## [Required action]
All that should be output is the block of lines below from the line with "If you could point at the steep" to the line with "If you could point at the snow-covered ridge", both included, exactly as written.

## [Records shown]
—————

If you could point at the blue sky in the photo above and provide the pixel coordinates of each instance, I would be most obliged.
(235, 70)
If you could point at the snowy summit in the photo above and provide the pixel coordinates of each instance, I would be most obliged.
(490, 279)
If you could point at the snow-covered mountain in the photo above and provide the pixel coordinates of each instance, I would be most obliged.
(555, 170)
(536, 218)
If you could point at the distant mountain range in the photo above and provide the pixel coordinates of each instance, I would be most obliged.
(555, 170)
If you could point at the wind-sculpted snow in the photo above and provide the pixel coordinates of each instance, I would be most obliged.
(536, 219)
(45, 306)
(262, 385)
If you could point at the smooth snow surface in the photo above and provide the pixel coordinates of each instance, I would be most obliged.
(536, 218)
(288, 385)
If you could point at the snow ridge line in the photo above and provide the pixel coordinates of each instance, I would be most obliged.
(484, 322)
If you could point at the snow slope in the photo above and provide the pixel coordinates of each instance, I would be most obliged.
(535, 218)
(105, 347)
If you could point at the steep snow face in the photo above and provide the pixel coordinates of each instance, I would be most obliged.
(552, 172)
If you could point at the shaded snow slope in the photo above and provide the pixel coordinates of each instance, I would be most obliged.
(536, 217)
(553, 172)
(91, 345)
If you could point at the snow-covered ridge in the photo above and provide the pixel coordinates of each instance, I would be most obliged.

—————

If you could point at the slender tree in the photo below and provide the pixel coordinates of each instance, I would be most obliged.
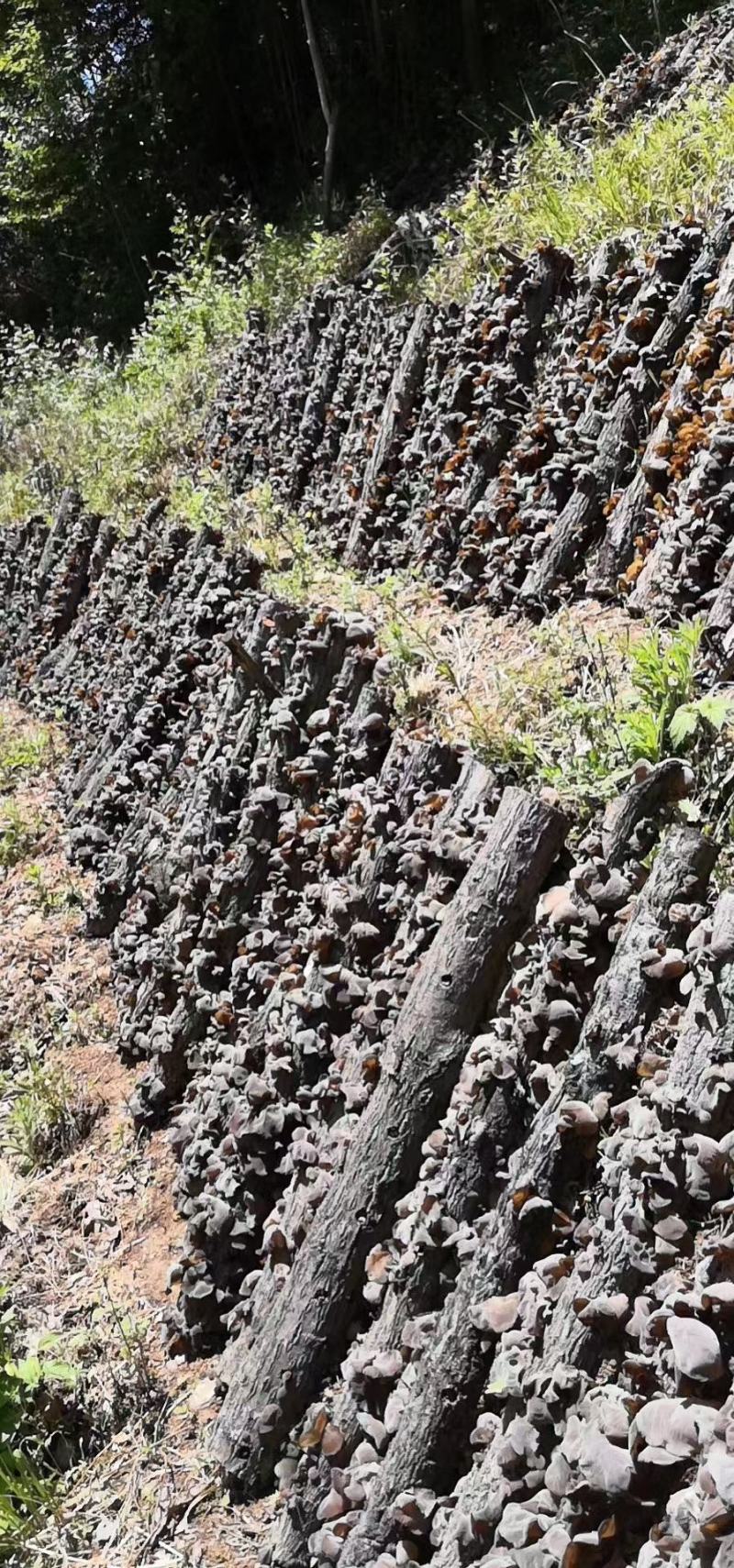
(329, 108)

—————

## [Task output]
If you could point at the steep snow face in the photo above and provide the pixel coordinates of each instance, I would be most obliged.
(552, 172)
If you could point at the shaded snow slope in the photo above and provide the pixel coordinates of each instance, I would be most obliged.
(536, 217)
(553, 172)
(91, 345)
If you could point at the snow-covered ridge in the photo above and provide the pixel coordinates of each instance, I would be most obliged.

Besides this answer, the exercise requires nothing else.